- [EXTRACTED DATA]:
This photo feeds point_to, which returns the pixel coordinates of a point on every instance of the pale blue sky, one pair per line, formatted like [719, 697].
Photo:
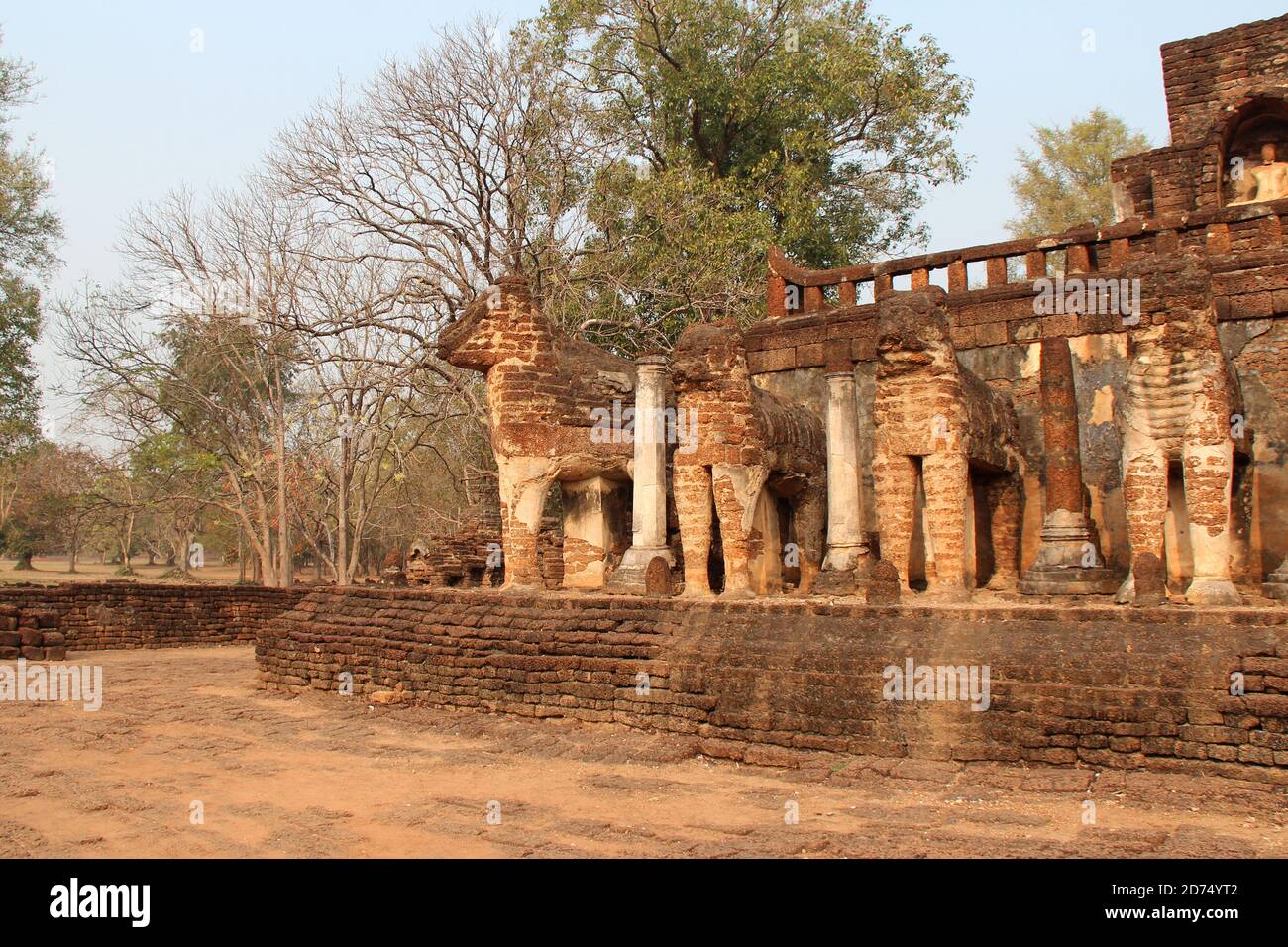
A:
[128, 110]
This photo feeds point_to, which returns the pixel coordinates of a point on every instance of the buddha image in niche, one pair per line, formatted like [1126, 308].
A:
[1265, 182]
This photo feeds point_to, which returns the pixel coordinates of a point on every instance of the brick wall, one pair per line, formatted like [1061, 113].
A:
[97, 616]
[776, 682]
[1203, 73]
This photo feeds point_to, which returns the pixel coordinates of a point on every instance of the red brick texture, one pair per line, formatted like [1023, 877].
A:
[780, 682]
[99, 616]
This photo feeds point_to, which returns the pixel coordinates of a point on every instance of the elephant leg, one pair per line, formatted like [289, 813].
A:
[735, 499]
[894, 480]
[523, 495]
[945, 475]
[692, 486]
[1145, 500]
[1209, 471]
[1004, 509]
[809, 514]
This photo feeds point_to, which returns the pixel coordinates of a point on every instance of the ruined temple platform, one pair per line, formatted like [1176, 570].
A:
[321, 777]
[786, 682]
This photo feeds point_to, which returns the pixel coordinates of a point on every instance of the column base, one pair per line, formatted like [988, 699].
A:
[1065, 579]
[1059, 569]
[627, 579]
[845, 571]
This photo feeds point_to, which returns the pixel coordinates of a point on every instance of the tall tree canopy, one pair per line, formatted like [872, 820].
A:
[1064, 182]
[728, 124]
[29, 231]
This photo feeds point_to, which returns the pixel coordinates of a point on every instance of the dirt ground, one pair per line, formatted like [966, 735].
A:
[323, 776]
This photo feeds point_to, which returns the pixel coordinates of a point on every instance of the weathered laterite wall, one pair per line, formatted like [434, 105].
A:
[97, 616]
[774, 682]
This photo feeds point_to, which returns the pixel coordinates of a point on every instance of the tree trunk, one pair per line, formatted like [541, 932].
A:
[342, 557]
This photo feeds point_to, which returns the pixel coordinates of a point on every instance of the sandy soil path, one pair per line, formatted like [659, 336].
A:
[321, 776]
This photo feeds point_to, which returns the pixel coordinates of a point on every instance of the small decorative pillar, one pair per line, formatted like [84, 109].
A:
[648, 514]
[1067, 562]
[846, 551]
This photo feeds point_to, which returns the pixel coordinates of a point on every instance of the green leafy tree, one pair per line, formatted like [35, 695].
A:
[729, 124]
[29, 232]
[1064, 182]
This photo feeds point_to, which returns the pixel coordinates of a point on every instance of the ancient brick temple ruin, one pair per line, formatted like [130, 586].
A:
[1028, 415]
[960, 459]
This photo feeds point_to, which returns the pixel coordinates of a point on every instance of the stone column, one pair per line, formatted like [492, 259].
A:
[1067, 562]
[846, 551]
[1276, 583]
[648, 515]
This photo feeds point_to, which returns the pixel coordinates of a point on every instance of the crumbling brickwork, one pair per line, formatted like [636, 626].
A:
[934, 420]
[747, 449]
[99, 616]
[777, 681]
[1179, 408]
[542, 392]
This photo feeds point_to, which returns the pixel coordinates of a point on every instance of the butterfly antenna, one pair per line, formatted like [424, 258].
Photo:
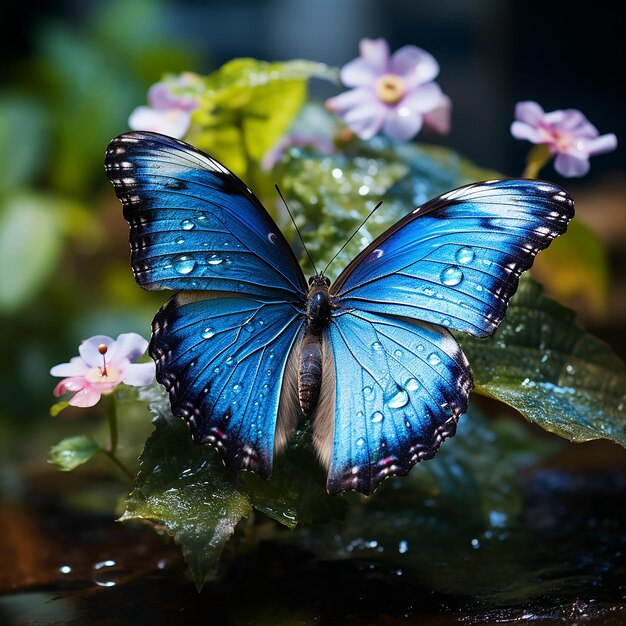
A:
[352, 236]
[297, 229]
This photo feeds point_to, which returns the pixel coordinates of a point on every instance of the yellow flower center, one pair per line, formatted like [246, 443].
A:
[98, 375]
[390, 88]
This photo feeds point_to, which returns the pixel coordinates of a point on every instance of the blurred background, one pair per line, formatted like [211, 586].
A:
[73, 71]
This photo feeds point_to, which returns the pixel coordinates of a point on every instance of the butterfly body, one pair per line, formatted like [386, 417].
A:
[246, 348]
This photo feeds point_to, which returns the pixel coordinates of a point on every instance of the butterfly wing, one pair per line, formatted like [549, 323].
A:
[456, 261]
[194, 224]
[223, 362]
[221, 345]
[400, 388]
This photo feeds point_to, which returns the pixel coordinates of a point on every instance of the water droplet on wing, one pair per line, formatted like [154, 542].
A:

- [WORK TASK]: The expected answer holds each line from the listing above where the string "butterfly" is present.

- [EXERCISE RESULT]:
This photo feeds point_to, which returns the pixel coordinates of a point on every instance of the butterfly antenna, one pair per line, formatted like [424, 258].
This photo feeds point_to, which returns the pixel coordinates of a point on every instance of the butterfly body, one pair per line, formatted like [386, 417].
This photo feeds point_to, which returns the pixel coordinates of a point on every instance of the butterfly wing, one pair per line, formatted like [549, 323].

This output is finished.